--- begin Input data ---

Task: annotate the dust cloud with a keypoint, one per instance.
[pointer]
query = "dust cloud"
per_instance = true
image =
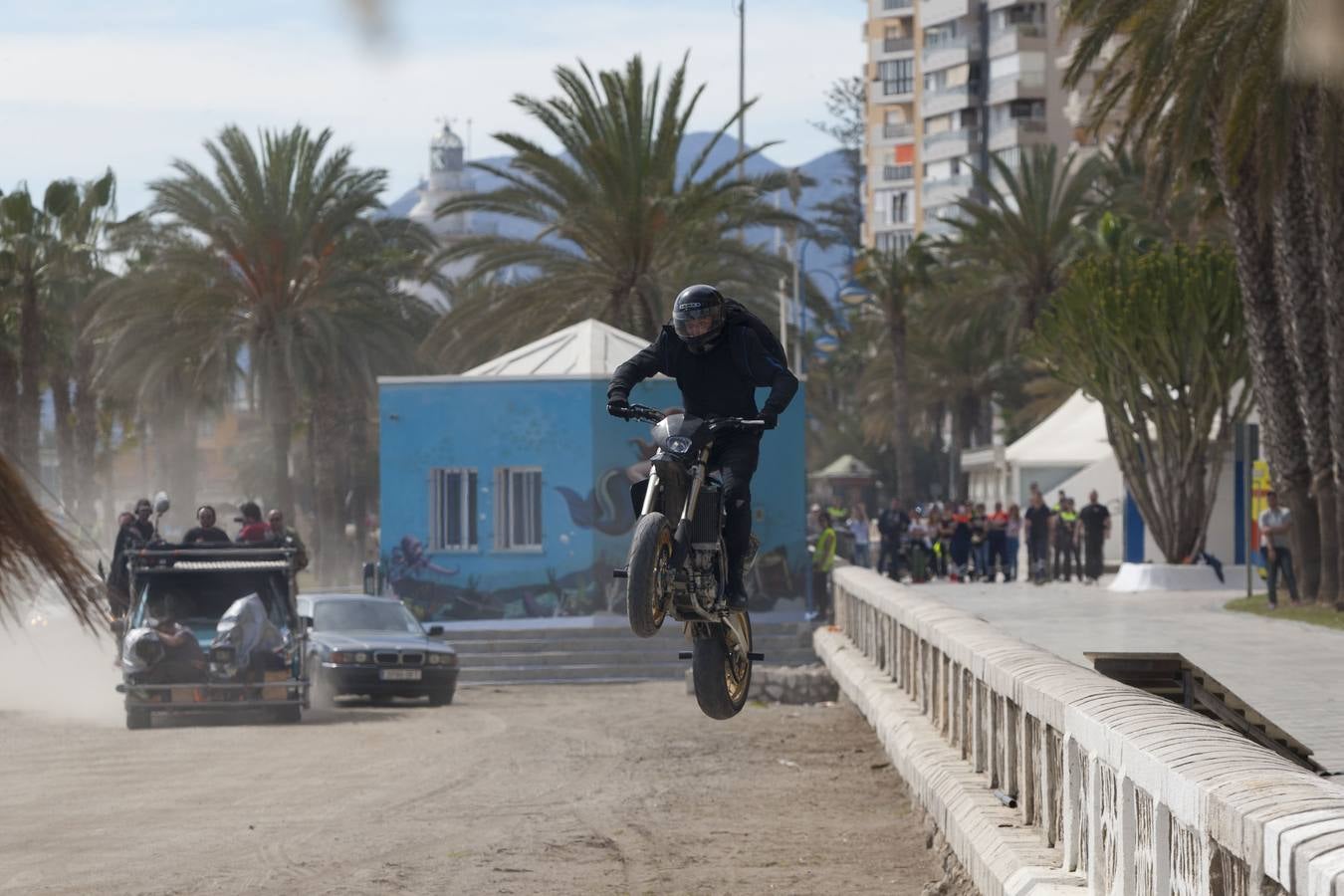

--- end Input data ---

Gather every line of the records above that contains the string "dust", treating uppercase and lowercase as different.

Task: annotate the dust cloud with a keypoint, one per instance.
query = "dust cloud"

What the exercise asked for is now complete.